## Required work
Quote everything from "The National Bureau" down to "growth in June." in the article on China's industrial profits, word for word.

## Document section
The profits of China’s major industrial firms grew for a third straight month in July, suggesting that the country’s economy is gradually gaining momentum with the help of effective government measures to control the COVID-19 outbreak and resume production.
Analysts said the acceleration in profits in July was mainly due to government measures to boost resumption of work and production across the whole industrial chain at a faster pace, as well as a rebound in production and sales. They expected the rising demand will continue to boost industrial profit growth in the next few months.
The National Bureau of Statistics said on Thursday that profits at China’s major industrial firms rose 19.6 percent year-on-year to 589.51 billion yuan ($85.71 billion) in July, improving from 11.5 percent growth in June.
Total industrial profits in the first seven months of this year fell 8.1 percent year-on-year to 3.1 trillion yuan, but easing from a 12.8 percent dive in the first half, NBS data showed.
Profit growth in August was aided by significant recoveries in key sectors, including equipment and high-tech manufacturing as well as higher returns in business investment, said Zhu Hong, a senior NBS statistician.
In July, profits in the equipment manufacturing sector jumped by 44.3 percent from a year earlier, with automotive manufacturing seeing a profit growth rate of 125.5 percent, according to Zhu.
“The continuous recovery of industrial profits in July was mainly affected by the rebound in global commodity prices, the narrowing decline in industrial product prices and the government’s proactive fiscal policies and active moves to lower costs for enterprises,” said Wu Chaoming, deputy dean of the Chasing Institute of Chasing Securities.

## Data supplied
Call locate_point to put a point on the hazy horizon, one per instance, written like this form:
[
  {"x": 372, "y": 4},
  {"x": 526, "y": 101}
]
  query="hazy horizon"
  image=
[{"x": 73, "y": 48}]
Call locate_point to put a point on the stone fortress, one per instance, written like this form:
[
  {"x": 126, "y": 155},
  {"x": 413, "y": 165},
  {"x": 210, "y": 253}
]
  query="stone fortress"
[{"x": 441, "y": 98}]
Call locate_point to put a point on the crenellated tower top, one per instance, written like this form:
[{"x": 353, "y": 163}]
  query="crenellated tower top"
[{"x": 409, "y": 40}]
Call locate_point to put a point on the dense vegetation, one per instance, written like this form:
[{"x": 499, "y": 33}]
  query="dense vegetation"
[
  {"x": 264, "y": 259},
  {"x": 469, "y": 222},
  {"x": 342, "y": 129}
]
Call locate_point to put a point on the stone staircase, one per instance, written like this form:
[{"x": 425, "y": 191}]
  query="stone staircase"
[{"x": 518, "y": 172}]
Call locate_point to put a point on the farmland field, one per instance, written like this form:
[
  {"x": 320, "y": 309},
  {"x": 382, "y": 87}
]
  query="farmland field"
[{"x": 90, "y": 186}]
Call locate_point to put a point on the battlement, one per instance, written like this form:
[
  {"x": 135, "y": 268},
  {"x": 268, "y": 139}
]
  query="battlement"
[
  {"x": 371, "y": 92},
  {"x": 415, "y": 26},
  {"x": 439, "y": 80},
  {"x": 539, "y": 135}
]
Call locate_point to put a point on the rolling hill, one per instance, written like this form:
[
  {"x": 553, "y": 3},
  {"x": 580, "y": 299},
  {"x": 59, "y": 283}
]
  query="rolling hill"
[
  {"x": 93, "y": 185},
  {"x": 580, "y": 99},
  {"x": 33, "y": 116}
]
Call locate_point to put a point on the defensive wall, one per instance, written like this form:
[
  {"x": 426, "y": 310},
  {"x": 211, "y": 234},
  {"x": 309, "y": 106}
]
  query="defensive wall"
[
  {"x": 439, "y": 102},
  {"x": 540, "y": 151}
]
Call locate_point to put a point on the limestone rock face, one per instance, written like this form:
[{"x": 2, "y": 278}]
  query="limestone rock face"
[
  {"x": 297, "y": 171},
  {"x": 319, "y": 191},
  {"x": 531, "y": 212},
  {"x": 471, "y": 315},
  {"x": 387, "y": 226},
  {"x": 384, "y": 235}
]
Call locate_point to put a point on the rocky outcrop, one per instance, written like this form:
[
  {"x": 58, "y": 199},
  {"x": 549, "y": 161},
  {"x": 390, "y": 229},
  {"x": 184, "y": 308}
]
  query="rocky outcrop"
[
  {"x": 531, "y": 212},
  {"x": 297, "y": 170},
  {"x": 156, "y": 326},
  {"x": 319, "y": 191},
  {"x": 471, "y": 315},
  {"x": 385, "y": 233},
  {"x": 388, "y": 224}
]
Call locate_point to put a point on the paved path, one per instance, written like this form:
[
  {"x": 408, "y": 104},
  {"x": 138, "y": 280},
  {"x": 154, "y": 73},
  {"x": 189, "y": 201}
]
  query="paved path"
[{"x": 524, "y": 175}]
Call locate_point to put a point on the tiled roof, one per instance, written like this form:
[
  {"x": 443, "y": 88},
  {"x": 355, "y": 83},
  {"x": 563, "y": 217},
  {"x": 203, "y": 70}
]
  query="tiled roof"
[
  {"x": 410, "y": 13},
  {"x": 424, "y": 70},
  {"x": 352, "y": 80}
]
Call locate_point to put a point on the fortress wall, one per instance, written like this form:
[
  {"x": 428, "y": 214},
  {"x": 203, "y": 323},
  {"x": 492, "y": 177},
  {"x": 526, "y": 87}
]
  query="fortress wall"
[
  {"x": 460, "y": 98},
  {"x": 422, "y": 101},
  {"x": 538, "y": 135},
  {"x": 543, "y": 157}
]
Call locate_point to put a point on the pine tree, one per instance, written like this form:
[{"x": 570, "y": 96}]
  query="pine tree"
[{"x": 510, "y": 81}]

## Response to the task
The National Bureau of Statistics said on Thursday that profits at China’s major industrial firms rose 19.6 percent year-on-year to 589.51 billion yuan ($85.71 billion) in July, improving from 11.5 percent growth in June.